■ MATERIAL ■
--- Start ---
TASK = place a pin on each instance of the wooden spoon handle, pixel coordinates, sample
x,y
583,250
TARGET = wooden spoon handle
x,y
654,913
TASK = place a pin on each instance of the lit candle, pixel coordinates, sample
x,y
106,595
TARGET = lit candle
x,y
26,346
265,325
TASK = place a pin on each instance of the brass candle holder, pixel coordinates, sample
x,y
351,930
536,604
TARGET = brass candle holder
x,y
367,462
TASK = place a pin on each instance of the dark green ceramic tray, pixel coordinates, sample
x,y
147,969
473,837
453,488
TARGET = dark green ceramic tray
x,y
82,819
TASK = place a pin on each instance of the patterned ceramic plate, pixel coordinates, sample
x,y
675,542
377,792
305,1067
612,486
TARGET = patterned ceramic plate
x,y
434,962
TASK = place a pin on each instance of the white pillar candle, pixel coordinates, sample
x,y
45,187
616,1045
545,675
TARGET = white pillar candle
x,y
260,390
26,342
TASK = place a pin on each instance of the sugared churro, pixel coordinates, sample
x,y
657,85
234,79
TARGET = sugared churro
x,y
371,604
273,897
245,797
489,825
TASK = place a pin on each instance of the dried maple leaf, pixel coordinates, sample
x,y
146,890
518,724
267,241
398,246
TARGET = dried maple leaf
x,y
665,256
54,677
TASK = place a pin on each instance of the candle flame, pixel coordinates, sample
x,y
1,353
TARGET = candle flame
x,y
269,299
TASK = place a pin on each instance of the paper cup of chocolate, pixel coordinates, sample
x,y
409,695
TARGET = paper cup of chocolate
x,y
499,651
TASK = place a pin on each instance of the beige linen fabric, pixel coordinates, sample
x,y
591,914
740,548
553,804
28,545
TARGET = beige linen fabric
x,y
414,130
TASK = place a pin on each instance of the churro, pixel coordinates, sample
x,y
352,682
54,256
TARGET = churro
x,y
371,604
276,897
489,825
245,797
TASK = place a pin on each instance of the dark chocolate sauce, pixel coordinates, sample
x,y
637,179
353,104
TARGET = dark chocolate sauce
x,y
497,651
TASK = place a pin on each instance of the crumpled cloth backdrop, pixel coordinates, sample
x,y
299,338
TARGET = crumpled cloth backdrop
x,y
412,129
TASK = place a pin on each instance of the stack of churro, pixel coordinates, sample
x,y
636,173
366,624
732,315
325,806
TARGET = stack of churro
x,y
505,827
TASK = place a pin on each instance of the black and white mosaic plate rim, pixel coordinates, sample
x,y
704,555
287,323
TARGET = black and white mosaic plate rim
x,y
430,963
--- End ---
■ WORK TO COMPLETE ■
Copy out, without any change, everything from the line containing "TASK = place a pin on each instance of the black" down to the last line of the items above, including both of those lines.

■ WRITTEN RESPONSE ■
TASK = place a pin on each instance of the black and white mosaic plate rim, pixel coordinates, sample
x,y
704,555
287,323
TARGET = black and white mosaic plate rim
x,y
430,963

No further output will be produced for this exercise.